* [Given exercise]:
State how many lines of the rows below contain the string "jacket". Give only the number.
:::::
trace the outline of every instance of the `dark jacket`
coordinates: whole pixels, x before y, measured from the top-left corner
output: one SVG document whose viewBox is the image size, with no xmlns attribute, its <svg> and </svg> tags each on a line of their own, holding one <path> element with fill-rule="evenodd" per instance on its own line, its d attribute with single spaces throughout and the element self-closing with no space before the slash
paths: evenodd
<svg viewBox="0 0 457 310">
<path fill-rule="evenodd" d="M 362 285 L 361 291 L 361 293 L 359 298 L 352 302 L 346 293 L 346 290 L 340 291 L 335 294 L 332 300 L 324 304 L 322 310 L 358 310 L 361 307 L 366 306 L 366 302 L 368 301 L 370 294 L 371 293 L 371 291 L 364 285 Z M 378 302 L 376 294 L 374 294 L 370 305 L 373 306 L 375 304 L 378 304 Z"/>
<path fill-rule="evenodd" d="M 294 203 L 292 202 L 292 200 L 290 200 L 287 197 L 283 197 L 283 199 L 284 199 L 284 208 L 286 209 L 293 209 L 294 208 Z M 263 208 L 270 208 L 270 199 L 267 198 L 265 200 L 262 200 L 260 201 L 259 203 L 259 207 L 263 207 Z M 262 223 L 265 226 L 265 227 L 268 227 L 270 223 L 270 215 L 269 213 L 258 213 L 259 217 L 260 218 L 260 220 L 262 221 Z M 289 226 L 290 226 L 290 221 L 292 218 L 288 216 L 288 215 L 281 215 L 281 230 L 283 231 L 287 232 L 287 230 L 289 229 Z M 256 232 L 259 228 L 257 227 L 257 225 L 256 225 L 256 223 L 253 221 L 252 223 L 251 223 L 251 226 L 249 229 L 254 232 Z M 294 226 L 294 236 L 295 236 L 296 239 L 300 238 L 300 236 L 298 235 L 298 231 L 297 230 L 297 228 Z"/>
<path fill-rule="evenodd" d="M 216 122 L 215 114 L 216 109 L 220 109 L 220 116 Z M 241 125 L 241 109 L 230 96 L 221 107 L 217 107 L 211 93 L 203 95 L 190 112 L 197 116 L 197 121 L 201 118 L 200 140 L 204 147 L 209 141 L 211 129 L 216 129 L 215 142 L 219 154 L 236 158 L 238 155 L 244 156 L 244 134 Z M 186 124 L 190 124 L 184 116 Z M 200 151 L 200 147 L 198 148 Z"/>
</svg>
:::::
* [Response for this exercise]:
1